PROVIDED RECORDS:
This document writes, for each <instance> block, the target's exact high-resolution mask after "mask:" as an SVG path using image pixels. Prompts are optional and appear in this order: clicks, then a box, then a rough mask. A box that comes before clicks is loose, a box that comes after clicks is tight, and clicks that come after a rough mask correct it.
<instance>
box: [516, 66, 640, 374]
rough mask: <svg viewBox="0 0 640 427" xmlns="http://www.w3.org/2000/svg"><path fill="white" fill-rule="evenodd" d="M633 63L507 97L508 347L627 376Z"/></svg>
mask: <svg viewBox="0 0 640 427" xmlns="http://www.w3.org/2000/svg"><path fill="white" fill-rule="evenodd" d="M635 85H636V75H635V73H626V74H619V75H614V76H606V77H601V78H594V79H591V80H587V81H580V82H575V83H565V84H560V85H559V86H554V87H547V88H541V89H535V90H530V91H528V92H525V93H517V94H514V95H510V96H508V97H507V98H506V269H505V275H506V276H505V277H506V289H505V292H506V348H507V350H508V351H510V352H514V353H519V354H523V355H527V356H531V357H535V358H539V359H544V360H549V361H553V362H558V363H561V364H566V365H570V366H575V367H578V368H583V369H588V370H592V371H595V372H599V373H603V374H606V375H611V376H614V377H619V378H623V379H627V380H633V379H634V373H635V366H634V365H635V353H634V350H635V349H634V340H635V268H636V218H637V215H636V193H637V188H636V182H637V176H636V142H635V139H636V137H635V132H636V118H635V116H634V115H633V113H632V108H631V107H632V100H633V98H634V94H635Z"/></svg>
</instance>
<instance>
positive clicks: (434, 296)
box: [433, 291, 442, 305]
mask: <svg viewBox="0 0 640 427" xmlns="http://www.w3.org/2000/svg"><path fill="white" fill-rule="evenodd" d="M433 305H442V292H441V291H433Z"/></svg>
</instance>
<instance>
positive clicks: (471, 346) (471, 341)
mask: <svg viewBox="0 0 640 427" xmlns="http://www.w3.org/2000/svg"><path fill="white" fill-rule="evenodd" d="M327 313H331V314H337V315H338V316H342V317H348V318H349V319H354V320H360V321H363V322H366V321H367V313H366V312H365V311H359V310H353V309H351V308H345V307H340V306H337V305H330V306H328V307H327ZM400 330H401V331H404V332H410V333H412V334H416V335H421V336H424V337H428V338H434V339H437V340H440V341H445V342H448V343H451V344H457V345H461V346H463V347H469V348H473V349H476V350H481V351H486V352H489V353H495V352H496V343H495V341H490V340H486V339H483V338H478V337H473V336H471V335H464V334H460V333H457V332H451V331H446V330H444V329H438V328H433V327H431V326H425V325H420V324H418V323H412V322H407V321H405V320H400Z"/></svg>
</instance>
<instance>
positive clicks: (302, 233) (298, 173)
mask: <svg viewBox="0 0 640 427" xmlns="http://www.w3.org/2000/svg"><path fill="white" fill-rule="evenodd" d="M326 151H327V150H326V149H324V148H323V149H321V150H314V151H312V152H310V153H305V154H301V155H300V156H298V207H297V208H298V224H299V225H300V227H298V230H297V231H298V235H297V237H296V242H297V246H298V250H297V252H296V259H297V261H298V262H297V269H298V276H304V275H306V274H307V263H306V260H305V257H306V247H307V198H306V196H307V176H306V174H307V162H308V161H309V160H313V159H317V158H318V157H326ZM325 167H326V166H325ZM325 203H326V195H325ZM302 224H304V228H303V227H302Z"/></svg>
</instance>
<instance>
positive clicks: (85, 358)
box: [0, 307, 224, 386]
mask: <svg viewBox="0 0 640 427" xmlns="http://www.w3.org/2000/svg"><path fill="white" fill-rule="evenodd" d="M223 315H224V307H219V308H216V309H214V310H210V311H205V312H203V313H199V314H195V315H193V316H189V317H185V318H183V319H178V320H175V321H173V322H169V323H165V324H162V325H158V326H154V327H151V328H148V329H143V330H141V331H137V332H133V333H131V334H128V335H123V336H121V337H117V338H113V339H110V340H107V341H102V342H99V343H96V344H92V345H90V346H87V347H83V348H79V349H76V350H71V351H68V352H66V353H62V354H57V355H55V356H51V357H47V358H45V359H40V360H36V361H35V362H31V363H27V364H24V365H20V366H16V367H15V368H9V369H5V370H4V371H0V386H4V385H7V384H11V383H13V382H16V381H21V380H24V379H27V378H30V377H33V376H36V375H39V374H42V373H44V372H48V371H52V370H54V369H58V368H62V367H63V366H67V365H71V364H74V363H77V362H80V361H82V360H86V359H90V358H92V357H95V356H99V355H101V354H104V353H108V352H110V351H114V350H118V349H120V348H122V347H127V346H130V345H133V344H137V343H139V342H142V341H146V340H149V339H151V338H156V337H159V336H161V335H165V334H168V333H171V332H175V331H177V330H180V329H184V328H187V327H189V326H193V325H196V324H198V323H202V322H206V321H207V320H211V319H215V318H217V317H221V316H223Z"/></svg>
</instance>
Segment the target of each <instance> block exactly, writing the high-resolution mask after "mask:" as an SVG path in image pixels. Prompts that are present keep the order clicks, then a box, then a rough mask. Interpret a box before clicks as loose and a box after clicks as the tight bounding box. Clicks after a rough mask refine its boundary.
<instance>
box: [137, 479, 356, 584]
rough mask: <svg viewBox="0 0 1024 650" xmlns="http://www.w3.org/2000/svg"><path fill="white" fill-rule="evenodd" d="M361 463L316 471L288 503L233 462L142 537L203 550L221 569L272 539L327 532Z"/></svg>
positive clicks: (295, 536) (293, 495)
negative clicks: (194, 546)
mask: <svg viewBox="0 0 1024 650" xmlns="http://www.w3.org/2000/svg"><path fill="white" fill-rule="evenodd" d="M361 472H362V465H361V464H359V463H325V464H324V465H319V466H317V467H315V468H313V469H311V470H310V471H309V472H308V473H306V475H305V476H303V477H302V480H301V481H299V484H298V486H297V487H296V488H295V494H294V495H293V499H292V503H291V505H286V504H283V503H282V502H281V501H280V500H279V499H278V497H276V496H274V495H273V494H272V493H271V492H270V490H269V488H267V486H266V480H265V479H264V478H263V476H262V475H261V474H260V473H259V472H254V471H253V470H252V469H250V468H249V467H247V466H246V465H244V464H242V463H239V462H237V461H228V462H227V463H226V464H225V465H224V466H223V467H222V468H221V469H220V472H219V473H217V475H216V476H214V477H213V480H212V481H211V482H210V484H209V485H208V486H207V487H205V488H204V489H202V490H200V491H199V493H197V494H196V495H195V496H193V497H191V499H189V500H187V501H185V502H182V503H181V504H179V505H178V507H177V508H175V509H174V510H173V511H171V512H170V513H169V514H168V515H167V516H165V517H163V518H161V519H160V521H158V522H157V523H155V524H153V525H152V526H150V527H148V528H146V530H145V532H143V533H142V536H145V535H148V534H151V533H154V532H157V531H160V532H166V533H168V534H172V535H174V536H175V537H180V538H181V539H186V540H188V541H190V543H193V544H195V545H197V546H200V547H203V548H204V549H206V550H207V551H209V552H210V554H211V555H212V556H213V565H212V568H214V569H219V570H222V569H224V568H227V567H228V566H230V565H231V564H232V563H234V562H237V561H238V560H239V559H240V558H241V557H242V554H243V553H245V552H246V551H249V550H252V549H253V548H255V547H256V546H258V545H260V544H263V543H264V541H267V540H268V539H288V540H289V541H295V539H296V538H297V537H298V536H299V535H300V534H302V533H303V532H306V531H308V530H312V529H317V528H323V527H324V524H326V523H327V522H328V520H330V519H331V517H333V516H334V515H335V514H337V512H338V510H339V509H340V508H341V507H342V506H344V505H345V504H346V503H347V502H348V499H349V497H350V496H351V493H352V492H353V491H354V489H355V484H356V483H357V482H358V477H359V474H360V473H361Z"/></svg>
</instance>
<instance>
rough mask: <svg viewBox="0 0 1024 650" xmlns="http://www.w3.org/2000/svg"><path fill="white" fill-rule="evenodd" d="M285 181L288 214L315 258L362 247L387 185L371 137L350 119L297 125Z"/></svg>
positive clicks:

PROMPT: Each line from the top of the material above, through the one that contains "box: [516, 66, 640, 374]", should be restated word for word.

ANSWER SECTION:
This document writes, for each <instance> block, the target's exact high-resolution mask after "mask:" as an SVG path using image pixels. Prompts are optional and appear in this order: clicks, then a box, then a rough mask. A box that comes before clicks is loose, a box that comes after clicks is tight, and clicks that come after a rough mask correct it.
<instance>
box: [516, 66, 640, 374]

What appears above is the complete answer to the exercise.